Task statement:
Copy out every line of the entries below, keeping the wording and the sample coordinates as they are, but scale each answer's pixel coordinates by 0.65 and round them to whole numbers, with halves rounding up. Leave the pictures out.

Record extracts:

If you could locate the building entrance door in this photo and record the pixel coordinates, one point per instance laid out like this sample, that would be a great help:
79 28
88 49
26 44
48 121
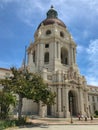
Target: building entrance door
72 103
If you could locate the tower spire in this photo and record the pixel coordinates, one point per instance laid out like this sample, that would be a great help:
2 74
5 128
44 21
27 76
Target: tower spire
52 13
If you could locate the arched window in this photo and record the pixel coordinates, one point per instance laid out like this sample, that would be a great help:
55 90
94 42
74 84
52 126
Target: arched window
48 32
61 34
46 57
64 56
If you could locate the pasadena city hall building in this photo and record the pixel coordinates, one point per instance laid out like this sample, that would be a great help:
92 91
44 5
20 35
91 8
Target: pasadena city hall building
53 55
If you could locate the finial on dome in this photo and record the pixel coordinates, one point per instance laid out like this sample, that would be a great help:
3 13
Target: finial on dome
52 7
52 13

Full response:
If you could locate the building entrance door in this photo and record the pixel coordinates, one point per instance laid out like this sample, that would be a great help:
79 28
88 49
26 44
48 121
Target: building entrance door
47 67
If you could locate the tower spire in this photo and record the pixel coordinates, one point per instance laid out like this sample, that would be a great help:
2 74
5 128
44 21
27 76
Target: tower spire
34 8
If you could locate the arched window in this photo and record the pixel coordinates, one point per instance laid out like this sample, that would be a great help:
55 90
94 42
74 84
52 126
Target: arched window
31 21
40 22
30 37
42 36
If you could locate the pasadena city hall building in this photo and record the pixel coordinates, one point per instance laid out like this sample, that would be a great help:
92 91
44 5
20 35
91 8
Target: pasadena city hall building
34 36
If you could locate the finial on dome in this photo and record the pixel coordinates, one point per instance laid out like this sample, that would be a great help:
3 13
Target: finial on dome
34 5
34 8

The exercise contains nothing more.